__Activity 1__:
In the text on clinical trial offenses, within how many days of the initial report must a sponsor make any additional evidence available to the MHRA?
__Activity 2__:
Rewrite the text on clinical trial offenses from "Regulation 36(1) - It" to "of the Directive.", substituting "manufacturing license" for "manufacturing authorization".

__Text under study__:
<<<<

Regulation 33(1) to (5) - It is an offence for the sponsor of a trial to fail to record and report as soon as possible (ie, within 7 days) to the MHRA (or relevant authorities, if the trial is being conducted outside the UK) and to the Ethics Committee concerning a suspected unexpected(?) SAE, which is fatal or life-threatening (the time limit is 15 days, if the SAE is non-fata/life threatening). If any additional evidence is available, then it is an offence to fail to make this available to the MHRA within 8 days of the initial report having been submitted. The duties outlined above may be discharged by entering the report on the European database (established under Art 11 of the Directive) - let's just assume that that's being monitored, for the time being, shall we? Finally, under (5) it is an offence to fail to disclose to investigators in a trial a SAE that occurs in a different trial, but which uses the same products.
As an aside, I see that under 33(6) there is a duty on the regulator to ensure that any reports made under Regulation 33 are included on the European database. However, if a sponsor has reported direct to the database, then unless the MHRA is monitoring the database, it won't know if new information has been entered, unless there is a duty on the sponsor to advise the MHRA of any new entries, (I saw no mention of such a duty, in the Regulations). Indeed, the duty to enter details of SAEs on the database, as it pertains to the MHRA, is limited to those brought to its attention. I spy with my little eye a loophole.
Regulation 34 - Where a trial is being held in several sites, presumably including sites outside the EU, in addition to a site(s) in the UK, then reports of SAEs must still be made to the European database. It will be an offence for the sponsor to fail to do so.
Regulation 35(1) - It is an offence for a sponsor to fail to report, at the end of each reporting year (whenever that may be), a list of all SAEs identified during trials conducted, including SAEs experienced by placebo trialists. This list should include trials in the UK and elsewhere, and a safety report should also be submitted for any triallists affected.
Regulation 36(1) - It is an offence to assemble, manufacture or import an investigational medicinal product other than in accordance with the manufacturing authorization that has been granted. However, under Regulation 37 where a trial, etc, is being carried out in a hospital or health centre, this restriction does not apply.
Regulation 42 - It is an offence to not comply with certain specified manufacturing standards.
Regulation 43(1) and (6) - It is an offence for a manufacturing authorization holder to fail to have a "qualified person" at its disposal to carry out the duties specified under Arts 13(3) and (4) of the Directive.

>>>>

__Excerpted data__:
<<<<

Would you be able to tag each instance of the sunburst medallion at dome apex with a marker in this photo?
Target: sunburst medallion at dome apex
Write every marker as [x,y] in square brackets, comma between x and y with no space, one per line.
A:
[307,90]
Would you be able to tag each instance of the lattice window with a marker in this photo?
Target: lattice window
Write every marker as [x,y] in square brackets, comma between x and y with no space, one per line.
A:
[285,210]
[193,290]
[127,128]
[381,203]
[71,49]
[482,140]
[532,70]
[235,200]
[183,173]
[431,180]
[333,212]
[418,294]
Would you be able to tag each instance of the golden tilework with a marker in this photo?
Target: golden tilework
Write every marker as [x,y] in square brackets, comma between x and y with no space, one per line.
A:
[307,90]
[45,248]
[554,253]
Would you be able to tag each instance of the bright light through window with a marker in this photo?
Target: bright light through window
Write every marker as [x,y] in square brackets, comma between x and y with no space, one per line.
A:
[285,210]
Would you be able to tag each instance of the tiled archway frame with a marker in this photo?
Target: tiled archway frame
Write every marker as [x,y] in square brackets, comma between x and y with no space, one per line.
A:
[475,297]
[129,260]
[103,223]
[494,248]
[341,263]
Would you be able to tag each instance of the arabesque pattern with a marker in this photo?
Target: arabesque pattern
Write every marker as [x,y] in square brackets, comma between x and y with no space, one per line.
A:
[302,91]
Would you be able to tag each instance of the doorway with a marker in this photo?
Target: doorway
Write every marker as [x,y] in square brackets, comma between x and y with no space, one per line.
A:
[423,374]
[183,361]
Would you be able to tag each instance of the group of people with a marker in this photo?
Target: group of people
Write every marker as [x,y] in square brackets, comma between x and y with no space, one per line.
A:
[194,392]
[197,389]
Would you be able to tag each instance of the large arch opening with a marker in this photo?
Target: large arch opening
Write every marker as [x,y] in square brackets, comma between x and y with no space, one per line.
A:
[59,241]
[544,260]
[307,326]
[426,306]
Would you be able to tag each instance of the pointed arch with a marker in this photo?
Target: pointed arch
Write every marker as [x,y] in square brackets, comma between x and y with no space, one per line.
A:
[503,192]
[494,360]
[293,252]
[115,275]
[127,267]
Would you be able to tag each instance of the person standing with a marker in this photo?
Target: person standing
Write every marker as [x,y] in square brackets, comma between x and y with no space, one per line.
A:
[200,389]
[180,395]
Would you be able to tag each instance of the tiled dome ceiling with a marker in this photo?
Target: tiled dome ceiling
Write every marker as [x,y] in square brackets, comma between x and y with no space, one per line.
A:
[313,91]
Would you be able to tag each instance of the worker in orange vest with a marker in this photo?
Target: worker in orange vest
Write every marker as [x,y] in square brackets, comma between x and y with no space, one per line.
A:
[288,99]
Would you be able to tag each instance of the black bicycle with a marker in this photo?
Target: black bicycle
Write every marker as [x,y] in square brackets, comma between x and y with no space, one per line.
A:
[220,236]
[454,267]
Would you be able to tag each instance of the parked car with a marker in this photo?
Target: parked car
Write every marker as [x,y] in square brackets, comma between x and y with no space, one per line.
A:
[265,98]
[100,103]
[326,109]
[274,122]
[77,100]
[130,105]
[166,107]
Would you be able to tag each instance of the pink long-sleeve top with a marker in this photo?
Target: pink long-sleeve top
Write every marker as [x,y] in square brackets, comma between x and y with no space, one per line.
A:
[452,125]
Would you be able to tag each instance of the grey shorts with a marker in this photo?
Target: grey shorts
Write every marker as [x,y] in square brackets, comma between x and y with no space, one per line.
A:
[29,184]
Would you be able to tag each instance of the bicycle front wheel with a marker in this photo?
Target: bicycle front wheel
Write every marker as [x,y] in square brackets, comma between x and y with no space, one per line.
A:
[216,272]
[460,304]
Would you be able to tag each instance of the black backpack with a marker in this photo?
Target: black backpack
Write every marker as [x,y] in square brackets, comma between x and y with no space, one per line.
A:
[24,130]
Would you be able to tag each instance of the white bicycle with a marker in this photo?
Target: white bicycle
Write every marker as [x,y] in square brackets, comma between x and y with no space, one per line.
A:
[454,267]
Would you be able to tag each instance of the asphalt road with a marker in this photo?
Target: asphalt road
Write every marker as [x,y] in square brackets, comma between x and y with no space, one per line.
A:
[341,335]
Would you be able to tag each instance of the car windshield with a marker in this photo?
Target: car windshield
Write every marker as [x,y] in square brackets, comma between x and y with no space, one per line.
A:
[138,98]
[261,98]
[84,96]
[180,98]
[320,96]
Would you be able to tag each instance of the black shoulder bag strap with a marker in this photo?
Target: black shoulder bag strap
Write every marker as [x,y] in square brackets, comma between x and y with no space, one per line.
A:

>>>>

__Answer area 1__:
Within 8 days of the initial report having been submitted.

__Answer area 2__:
Regulation 36(1) - It is an offence to assemble, manufacture or import an investigational medicinal product other than in accordance with the manufacturing license that has been granted. However, under Regulation 37 where a trial, etc, is being carried out in a hospital or health centre, this restriction does not apply.
Regulation 42 - It is an offence to not comply with certain specified manufacturing standards.
Regulation 43(1) and (6) - It is an offence for a manufacturing license holder to fail to have a "qualified person" at its disposal to carry out the duties specified under Arts 13(3) and (4) of the Directive.